SET OF TASKS:
**A)** According to the book review, which two characters are sent in undercover?
**B)** From the book review, extract the stretch from "By the time" through "of Humanity fold.".
**C)** Extend the book review, continuing from its last sentence.

EXTRACT:
++++
By the time the springer arrives at Briand, the Tamil and the Maya hate each other, and consider each other to be less than human. A past disaster has resulted in a Maya shanty town outside the Tamil capital of Tanjavur. Ethnic violence is commonplace. The main Maya city of Yaxkintulum is completely off-limits to the Tamil. Girault and Margaret are sent in undercover to find some way to stop the ethnic violence and bring both cultures peacefully into the Council of Humanity fold.

Barnes does a good job of describing Tanjavur and its culture, but the endless racism towards the Maya gets tiresome very quickly. (As does the joke about people trying to pronounce Girault correctly.) And when the action shifts to Yaxkintulum, it proves just as fascinating a place (and, ironically, the Maya relied heavily on AI to invent the stories and myths which are carved into every available surface in the city). The Maya want to improve relations, and embark on a risky plan. They send a Mayan prophet to Tanjavur, with a message to not let their lives be defined by their literary corpus or mythology. Things began to look up, but then rapidly go downhill.
++++
Point-based annotation data:

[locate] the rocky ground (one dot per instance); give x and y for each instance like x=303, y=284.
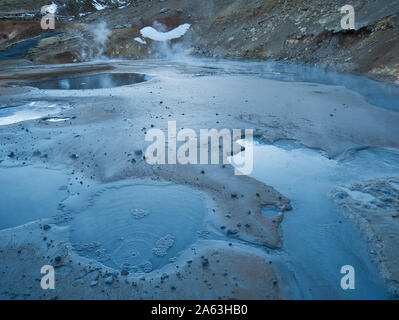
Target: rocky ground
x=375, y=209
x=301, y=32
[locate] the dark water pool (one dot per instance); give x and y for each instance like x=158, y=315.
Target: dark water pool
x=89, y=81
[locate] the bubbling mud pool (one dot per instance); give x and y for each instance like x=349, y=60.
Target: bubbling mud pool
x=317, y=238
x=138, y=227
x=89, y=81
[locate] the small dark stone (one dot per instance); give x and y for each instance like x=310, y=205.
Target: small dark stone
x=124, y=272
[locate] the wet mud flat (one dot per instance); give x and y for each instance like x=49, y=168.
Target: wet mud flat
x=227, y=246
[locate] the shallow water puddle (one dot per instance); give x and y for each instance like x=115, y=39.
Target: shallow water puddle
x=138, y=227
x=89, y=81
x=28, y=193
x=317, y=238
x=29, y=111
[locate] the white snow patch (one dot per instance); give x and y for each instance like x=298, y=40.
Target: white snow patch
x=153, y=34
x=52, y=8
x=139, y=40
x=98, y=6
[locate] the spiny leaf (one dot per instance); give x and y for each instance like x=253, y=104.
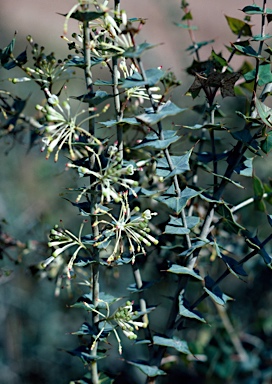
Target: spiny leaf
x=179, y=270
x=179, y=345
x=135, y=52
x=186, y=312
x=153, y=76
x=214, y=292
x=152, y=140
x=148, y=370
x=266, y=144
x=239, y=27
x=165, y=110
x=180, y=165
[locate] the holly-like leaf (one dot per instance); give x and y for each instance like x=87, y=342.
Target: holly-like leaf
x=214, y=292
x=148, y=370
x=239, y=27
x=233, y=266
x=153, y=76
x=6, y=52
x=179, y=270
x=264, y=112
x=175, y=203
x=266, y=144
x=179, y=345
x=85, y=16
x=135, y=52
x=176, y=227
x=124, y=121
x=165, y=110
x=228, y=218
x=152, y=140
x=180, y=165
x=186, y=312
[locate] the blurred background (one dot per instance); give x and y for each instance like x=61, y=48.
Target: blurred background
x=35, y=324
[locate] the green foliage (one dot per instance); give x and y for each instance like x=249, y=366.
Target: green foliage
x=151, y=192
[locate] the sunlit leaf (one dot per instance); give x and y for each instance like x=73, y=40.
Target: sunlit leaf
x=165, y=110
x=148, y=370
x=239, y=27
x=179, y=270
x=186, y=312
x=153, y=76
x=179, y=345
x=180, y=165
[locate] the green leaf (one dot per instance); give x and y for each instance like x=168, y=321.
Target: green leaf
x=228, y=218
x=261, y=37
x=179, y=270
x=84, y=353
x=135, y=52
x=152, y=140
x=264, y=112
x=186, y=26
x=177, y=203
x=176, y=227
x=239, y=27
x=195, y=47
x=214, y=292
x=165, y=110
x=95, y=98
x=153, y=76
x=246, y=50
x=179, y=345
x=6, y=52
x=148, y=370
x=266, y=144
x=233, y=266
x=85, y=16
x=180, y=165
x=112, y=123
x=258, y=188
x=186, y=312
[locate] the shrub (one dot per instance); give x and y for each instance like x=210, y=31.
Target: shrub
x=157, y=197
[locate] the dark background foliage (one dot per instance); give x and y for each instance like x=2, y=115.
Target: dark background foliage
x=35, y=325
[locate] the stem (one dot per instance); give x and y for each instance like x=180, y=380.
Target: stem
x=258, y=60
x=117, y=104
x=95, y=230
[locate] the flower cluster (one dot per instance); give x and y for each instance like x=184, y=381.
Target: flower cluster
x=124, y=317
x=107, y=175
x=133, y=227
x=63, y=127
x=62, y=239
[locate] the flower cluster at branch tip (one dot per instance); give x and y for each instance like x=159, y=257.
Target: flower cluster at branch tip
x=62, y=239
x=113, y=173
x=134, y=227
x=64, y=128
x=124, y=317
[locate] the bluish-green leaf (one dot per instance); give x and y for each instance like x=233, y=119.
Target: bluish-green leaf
++++
TASK-BY-TASK ANSWERS:
**A)** Girault and Margaret.

**B)**
By the time the springer arrives at Briand, the Tamil and the Maya hate each other, and consider each other to be less than human. A past disaster has resulted in a Maya shanty town outside the Tamil capital of Tanjavur. Ethnic violence is commonplace. The main Maya city of Yaxkintulum is completely off-limits to the Tamil. Girault and Margaret are sent in undercover to find some way to stop the ethnic violence and bring both cultures peacefully into the Council of Humanity fold.

**C)**
The two cultures are fascinating, but it feels like a guilty pleasure. Occitan and Caledony in A Million Open Doors were entirely invented; Tamil Mandalam and the Maya are not. They’re very deliberately skewed takes on real cultures. It feels like misuse, or perhaps even abuse, even though they make for a more interesting read than the dull Occitan and Caledon cultures. There is also a major female player in the plot – she’s not a character because Barnes’s characterisation of her is basically “slut”, but she has more impact on the story than anyone else. Every mention of her leaves a bad taste in the mouth. Even more so, when the narrative seems to expect the reader to admire the most racist of the Tamils.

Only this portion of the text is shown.